* _ACTIVITY_
Find the line below that contains "of the tall". Transcribe it and every line after it exactly, adding nothing.

* _DATA SHOWN_
........
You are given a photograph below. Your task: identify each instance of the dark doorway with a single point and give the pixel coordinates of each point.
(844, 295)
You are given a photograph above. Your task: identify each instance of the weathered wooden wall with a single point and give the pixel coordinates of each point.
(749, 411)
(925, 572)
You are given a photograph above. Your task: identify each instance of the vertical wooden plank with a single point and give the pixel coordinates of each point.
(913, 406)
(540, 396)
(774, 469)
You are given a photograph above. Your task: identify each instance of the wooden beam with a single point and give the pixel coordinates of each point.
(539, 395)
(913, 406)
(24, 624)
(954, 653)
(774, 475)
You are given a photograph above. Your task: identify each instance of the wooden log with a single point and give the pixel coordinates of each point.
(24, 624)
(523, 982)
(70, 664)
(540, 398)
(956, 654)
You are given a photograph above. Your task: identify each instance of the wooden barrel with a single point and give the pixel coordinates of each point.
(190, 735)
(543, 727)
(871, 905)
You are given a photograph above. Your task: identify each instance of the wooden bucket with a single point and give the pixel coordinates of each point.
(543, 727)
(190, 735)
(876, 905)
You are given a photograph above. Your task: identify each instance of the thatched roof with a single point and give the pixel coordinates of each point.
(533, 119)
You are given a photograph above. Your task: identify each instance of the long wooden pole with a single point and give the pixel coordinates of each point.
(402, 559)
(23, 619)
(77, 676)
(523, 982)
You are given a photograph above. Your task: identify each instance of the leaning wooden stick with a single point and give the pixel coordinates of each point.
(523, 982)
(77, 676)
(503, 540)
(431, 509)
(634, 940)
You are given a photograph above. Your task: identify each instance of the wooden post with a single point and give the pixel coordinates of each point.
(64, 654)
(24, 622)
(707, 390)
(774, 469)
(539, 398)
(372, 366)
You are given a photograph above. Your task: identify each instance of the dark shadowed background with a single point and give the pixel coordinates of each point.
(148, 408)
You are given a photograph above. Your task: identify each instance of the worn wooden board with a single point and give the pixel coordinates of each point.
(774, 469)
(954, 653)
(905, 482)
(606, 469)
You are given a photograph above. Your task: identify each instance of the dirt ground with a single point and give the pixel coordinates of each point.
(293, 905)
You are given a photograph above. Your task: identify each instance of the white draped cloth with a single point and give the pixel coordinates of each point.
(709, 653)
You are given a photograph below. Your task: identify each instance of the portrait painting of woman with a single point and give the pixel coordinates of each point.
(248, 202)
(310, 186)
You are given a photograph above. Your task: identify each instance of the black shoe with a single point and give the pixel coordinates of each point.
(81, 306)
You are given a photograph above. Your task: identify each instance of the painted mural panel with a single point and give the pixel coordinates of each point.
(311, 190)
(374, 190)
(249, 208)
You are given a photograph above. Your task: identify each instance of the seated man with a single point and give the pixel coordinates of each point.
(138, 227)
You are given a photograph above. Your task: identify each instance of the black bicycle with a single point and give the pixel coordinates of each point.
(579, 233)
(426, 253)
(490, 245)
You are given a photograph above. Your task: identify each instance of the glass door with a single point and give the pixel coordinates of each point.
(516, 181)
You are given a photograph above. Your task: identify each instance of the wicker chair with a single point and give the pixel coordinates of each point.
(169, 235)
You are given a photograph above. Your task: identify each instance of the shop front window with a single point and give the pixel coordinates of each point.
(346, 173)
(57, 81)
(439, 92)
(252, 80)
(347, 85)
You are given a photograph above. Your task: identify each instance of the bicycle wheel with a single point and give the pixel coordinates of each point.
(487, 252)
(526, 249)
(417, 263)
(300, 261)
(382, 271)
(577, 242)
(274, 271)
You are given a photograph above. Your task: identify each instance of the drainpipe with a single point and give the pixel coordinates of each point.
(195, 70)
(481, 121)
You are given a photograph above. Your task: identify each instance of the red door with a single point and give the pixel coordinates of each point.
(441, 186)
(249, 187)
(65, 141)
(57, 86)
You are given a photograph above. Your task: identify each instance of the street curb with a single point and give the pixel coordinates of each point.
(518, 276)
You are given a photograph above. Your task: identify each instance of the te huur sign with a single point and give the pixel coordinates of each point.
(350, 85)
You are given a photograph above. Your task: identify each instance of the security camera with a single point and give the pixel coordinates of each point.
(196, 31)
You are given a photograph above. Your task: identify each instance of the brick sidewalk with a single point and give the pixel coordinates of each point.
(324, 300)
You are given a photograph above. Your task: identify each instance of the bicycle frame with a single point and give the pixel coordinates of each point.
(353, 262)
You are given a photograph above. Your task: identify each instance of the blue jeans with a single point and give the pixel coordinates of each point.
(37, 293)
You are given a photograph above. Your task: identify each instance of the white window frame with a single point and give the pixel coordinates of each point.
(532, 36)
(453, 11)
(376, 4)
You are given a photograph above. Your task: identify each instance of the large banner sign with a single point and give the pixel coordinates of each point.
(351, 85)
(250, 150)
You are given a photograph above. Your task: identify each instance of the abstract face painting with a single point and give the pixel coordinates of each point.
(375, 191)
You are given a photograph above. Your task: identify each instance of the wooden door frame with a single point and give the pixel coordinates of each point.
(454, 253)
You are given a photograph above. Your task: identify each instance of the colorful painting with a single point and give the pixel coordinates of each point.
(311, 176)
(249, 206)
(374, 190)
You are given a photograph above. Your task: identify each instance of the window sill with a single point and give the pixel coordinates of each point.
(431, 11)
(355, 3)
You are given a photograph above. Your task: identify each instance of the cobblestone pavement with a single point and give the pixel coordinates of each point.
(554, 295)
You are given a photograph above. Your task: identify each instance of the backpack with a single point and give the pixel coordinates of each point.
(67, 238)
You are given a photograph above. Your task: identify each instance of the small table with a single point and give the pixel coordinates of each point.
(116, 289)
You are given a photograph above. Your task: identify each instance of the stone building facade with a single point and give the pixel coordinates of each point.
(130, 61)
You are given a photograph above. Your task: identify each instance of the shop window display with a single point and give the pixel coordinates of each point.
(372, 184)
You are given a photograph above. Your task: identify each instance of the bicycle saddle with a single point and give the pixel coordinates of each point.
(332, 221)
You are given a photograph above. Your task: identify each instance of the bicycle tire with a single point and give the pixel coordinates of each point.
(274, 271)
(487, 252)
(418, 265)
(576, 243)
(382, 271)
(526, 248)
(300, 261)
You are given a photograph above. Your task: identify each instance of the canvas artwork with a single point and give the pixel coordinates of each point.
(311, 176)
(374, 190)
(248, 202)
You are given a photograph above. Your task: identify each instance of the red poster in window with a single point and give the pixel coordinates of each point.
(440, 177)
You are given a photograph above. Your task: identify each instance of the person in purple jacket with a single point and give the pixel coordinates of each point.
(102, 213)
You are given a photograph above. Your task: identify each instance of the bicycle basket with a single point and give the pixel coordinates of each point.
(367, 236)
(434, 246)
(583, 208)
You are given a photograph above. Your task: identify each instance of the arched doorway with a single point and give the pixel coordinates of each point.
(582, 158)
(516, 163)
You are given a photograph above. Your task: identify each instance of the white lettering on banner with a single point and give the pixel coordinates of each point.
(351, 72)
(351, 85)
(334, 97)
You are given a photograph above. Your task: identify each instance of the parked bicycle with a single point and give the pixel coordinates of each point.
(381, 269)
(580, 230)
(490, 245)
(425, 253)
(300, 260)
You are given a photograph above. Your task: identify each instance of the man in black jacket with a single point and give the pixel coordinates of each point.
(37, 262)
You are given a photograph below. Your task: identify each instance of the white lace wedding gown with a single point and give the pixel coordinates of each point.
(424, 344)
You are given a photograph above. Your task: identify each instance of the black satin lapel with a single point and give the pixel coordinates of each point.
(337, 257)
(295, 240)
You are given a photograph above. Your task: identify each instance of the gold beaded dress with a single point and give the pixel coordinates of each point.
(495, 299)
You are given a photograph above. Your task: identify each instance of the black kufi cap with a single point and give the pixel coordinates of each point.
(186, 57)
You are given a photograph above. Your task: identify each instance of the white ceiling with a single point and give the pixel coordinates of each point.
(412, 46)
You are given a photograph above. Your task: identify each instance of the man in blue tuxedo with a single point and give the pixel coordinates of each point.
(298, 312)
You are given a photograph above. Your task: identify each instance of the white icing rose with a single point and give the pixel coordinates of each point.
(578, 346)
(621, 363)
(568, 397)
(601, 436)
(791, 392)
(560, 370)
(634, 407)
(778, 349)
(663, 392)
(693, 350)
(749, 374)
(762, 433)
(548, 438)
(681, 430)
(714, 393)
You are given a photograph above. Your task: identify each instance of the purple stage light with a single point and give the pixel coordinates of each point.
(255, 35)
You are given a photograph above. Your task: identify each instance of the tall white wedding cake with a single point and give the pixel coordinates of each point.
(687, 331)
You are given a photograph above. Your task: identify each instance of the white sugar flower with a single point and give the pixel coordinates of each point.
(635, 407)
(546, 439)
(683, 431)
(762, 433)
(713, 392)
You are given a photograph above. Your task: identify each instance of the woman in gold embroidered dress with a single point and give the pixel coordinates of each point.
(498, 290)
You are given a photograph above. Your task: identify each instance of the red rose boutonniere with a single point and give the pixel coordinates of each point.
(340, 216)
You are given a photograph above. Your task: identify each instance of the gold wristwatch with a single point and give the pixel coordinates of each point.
........
* _PROBLEM SOLUTION_
You are given a photograph above. Your task: identify each instance of the tall white wedding cake with a single point and give the pixel coordinates of each point.
(687, 331)
You are given a photograph above. Your task: identify each instance of the white sugar flower with a single point and give the pixel coordinates of each point.
(635, 407)
(546, 439)
(683, 431)
(762, 433)
(713, 392)
You are given a photograph above. Your task: identify each instance of the woman in gold embroidered dress with a single point and give the pixel coordinates of each point.
(498, 290)
You are given a photograph above. Your task: identify each instance of the red rose boutonniere with a single point and give the pixel coordinates of each point.
(340, 216)
You are given a photograph above. Your task: identify each instance of the gold wristwatch with a single point and give the pixel coordinates of each point.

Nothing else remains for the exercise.